Please reproduce every one of the rows below word for word, leaving each line unchanged.
------ Data to use
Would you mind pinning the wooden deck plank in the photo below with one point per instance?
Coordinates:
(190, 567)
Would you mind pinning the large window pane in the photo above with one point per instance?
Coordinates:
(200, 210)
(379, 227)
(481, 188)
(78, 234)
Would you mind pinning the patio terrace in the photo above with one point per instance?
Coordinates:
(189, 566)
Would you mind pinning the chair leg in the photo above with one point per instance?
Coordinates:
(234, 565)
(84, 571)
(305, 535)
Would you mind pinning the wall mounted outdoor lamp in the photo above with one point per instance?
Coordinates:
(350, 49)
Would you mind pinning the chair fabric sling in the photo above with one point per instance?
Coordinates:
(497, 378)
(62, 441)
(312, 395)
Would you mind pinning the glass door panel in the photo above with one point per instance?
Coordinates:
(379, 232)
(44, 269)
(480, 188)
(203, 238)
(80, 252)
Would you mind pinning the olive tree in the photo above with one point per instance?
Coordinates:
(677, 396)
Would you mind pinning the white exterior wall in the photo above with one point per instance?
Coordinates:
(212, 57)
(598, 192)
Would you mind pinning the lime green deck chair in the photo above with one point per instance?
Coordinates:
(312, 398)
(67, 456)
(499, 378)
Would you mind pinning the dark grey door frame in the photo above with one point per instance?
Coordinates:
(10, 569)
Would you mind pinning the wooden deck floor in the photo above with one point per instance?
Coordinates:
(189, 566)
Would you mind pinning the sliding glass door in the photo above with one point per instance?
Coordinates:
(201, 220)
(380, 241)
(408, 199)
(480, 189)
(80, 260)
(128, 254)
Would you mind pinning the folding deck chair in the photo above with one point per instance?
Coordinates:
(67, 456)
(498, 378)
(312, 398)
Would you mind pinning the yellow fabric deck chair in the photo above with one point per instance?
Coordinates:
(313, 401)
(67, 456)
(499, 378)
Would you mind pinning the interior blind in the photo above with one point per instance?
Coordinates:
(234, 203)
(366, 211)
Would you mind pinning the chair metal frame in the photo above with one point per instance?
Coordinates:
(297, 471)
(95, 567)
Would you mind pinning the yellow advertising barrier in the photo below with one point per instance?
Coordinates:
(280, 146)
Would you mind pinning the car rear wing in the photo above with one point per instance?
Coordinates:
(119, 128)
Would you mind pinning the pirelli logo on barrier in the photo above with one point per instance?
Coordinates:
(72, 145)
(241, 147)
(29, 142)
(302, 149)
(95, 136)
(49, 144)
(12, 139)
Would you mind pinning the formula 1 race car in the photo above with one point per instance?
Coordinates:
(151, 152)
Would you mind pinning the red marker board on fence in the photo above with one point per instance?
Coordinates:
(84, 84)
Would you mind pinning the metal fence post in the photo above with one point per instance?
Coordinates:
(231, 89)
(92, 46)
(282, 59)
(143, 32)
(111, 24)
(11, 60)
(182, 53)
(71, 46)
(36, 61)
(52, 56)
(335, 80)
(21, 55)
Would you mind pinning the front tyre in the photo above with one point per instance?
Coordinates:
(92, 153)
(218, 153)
------------
▸ Response:
Would you mind pinning the wooden deck plank in the photo below with one point per instance?
Coordinates:
(190, 567)
Would you mind pinning the large window pane in the photo above with one point per instance?
Coordinates:
(200, 210)
(379, 227)
(481, 188)
(78, 234)
Would you mind pinning the patio terrace in the photo above with one point per instance?
Coordinates:
(189, 566)
Would you mind pinning the chair leg in the photo above with one point per instance?
Coordinates:
(234, 565)
(84, 571)
(305, 535)
Would you mind pinning the wall mounted outdoor lamp in the photo above with one point per instance?
Coordinates:
(350, 49)
Would you mind pinning the chair fabric sling in the photo above with one point per instance?
Coordinates:
(497, 378)
(62, 441)
(312, 395)
Would you mind pinning the glass door panel in the photo above with one point per instance?
Coordinates:
(379, 232)
(44, 269)
(480, 188)
(203, 238)
(80, 252)
Would you mind pinning the olive tree in the photo above with one point per instance?
Coordinates:
(677, 396)
Would you mind pinning the white exterior wall in the photo above with one point per instance?
Coordinates:
(212, 57)
(598, 192)
Would you mind pinning the lime green deck chair in the photo above with one point per instance?
Coordinates:
(312, 398)
(67, 456)
(499, 378)
Would you mind pinning the dark grey door frame in the photo above with one point per instance?
Coordinates:
(10, 569)
Would you mind pinning the wooden deck floor in the photo above with one point per instance?
Coordinates:
(189, 566)
Would you mind pinning the sliding glass door in the photo above with one point per instance?
Coordinates:
(201, 220)
(380, 241)
(408, 199)
(480, 189)
(80, 260)
(128, 254)
Would you mind pinning the folding deck chair in the photo above with one point per instance?
Coordinates:
(67, 456)
(498, 378)
(312, 398)
Would you mind pinning the yellow fabric deck chair in the photo above with one point per instance?
Coordinates:
(313, 401)
(67, 456)
(499, 378)
Would you mind pinning the interior blind in the photo above with one point per instance?
Coordinates:
(234, 203)
(366, 211)
Would you mind pinning the chair metal frame in the photo above with one point per instance?
Coordinates:
(297, 471)
(95, 567)
Would you mind pinning the yellow advertising barrier in the photo below with one point per instance?
Coordinates:
(280, 146)
Would you mind pinning the car rear wing in the photo above with one point per instance?
Coordinates:
(119, 128)
Would you mind pinning the pirelli logo on barrier in the photo above with one point per instance?
Coordinates:
(72, 145)
(241, 147)
(29, 142)
(302, 149)
(95, 136)
(49, 144)
(12, 139)
Would you mind pinning the formula 1 race car in the photo above with one point per instance?
Coordinates:
(151, 152)
Would you mind pinning the red marker board on fence in the photo above with one point per instance?
Coordinates:
(84, 84)
Would you mind pinning the metal fence post in the photo above with one point per instance?
Coordinates:
(231, 89)
(92, 46)
(282, 59)
(143, 32)
(111, 24)
(11, 60)
(182, 53)
(71, 46)
(36, 61)
(52, 56)
(335, 80)
(21, 55)
Would you mind pinning the front tyre in the photo above with one point per instance?
Coordinates:
(92, 153)
(218, 153)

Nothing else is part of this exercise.